-- What this task involves --
Render the following material again verbatim, leaving nothing out.

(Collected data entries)

━━━━━━━━━━

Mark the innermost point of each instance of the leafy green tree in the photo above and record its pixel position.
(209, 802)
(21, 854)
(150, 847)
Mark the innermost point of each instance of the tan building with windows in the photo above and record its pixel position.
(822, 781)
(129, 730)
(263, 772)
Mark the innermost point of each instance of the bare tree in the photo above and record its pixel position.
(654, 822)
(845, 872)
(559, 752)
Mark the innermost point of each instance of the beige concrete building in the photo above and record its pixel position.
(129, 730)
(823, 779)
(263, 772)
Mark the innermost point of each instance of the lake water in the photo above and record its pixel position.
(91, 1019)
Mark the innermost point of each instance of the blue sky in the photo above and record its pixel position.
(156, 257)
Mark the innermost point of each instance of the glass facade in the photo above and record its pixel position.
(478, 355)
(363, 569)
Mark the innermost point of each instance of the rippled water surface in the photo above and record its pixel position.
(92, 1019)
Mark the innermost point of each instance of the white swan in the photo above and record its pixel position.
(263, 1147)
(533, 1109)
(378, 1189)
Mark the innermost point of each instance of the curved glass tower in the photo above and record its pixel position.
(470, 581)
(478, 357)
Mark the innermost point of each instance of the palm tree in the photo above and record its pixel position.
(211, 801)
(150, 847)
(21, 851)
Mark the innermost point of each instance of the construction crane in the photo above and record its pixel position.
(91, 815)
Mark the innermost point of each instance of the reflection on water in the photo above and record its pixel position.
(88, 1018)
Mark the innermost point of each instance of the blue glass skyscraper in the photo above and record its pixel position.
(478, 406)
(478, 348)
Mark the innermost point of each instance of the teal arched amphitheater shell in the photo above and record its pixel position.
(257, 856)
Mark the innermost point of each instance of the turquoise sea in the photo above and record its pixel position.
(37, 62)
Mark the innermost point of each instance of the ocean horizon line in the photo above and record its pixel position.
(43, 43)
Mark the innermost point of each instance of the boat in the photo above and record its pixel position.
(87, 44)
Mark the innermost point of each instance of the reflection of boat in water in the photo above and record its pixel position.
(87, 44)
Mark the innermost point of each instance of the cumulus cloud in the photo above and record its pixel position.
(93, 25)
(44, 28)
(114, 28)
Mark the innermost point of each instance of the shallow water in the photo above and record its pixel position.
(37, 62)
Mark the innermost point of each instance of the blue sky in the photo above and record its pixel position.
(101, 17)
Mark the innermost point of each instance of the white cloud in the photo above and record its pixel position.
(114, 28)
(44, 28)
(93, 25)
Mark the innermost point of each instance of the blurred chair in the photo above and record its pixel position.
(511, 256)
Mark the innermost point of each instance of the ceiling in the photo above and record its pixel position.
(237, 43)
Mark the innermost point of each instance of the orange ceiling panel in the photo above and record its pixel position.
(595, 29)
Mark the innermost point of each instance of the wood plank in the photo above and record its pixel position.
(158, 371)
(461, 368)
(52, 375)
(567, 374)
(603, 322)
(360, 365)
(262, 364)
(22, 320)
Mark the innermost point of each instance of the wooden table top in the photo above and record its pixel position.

━━━━━━━━━━

-- Output below --
Mark the innermost point of each instance of the leafy green tree in the photo above and record its pixel position.
(209, 802)
(21, 854)
(150, 847)
Mark the innermost point of each instance of the tan building with windows in the photo above and record its pixel position.
(822, 781)
(129, 730)
(263, 772)
Mark the innermost point of each instance of the bare tree in the photo above and record its pixel position.
(654, 822)
(845, 872)
(559, 752)
Mark the innermost point of each instance of the beige concrete building in the photo above and record its pixel position.
(129, 730)
(823, 779)
(263, 772)
Mark the innermost point of each instance of the lake water in the photo above and record its pixel position.
(91, 1019)
Mark the innermost point of each instance of the blue sky in the photo above and record its pixel position.
(156, 257)
Mark the innermost point of each instance of the glass facade in the photo above and record its pixel position.
(478, 355)
(363, 569)
Mark the innermost point of each instance of the rippled water surface in the photo above and record its pixel position.
(92, 1019)
Mark the innermost point of each instance of the white swan in the photo above and record its pixel position.
(263, 1147)
(533, 1109)
(378, 1189)
Mark the innermost point of each instance of the curved glass tower in the photo above and record its pixel position.
(470, 581)
(478, 357)
Mark the innermost point of each instance of the palm tree in the photo above and record its pixel position.
(211, 801)
(150, 847)
(21, 851)
Mark the innermost point of each instance of the construction crane in the photo above and record its pixel position.
(91, 815)
Mark the innermost point of each instance of the reflection on water in the photo above and record its pixel position.
(88, 1018)
Mark the innermost point of each instance of the blue glass skyscraper in the photo above and record its pixel position.
(478, 406)
(478, 348)
Mark the innermost point of each instance of the teal arched amphitheater shell in the photo above and record its pixel position.
(257, 856)
Mark the innermost point of each instance of the turquoise sea in the photo above and record its pixel position.
(37, 62)
Mark the innermost point of each instance of the ocean horizon line in the photo above and record its pixel position.
(43, 43)
Mark the innermost point of each instance of the boat in the photo above and record its pixel position.
(87, 44)
Mark the innermost point of each instance of the reflection of boat in water in the photo above and record its pixel position.
(87, 44)
Mark the innermost point of each instance of the cumulus cloud in the photo above and record its pixel position.
(93, 25)
(44, 28)
(114, 28)
Mark the innermost point of each instance of the shallow water in the photo above and record its pixel position.
(37, 62)
Mark the innermost point of each instance of the blue sky in the photo above and record its pixel position.
(101, 17)
Mark the innermost point of each instance of the white cloud in the photo above and record its pixel position.
(114, 28)
(44, 28)
(93, 25)
Mark the innermost point of each instance of the blurred chair in the photo above and record its pixel position.
(511, 256)
Mark the innermost point of each instance of the ceiling in the photo above and record its pixel position.
(237, 43)
Mark the innermost point of each instance of the orange ceiling panel in the photo above and record its pixel position.
(595, 29)
Mark the innermost point of each instance of the wood plank in the photo above and record its pixel position.
(158, 371)
(461, 368)
(52, 375)
(567, 374)
(603, 322)
(360, 365)
(262, 364)
(22, 320)
Mark the innermost point of each instance of the wooden table top in the photo above and record its pixel position.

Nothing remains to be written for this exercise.